▽

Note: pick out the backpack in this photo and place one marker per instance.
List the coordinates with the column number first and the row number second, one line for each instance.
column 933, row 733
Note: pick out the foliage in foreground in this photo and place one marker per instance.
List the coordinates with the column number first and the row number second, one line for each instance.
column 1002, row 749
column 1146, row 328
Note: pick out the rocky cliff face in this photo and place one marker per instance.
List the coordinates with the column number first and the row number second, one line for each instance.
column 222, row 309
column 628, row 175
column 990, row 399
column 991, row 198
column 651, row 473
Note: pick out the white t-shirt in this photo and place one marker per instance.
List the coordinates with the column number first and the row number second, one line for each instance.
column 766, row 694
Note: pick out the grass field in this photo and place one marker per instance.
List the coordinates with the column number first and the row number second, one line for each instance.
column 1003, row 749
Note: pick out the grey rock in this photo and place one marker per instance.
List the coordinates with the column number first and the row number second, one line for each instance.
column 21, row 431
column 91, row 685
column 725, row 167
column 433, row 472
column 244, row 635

△

§ **EXERCISE DESCRIPTION**: Copy every one of the records above word for word, keeping each line in its original order.

§ **ANSWER**:
Note: pick out the backpack in this photo and place one marker per instance.
List the coordinates with the column number first and the row number second, one line for each instance.
column 933, row 733
Note: pick out the foliage in foreground in this photo and place one marker per instance.
List the coordinates with the column number first and the row number second, one line for each instance.
column 1002, row 749
column 1146, row 328
Note: pick out the rocky cliff face in this photo and place one marker per instance.
List the coordinates with the column number first and the row number second, one line for each instance.
column 222, row 309
column 628, row 175
column 990, row 399
column 991, row 198
column 651, row 473
Note: pick out the white t-shirt in this photo and place one marker per instance.
List the coordinates with the column number first and the row number second, one line for each instance.
column 766, row 694
Note: pick out the grass field in this photo and place one marker per instance.
List the coordinates with the column number first and the row number second, one line for each instance.
column 1003, row 749
Note: pick out the grey rock in this photo and place one marker per instance.
List the coordinates with the column number first and the row number second, one line for each instance.
column 21, row 431
column 91, row 685
column 725, row 167
column 433, row 472
column 244, row 635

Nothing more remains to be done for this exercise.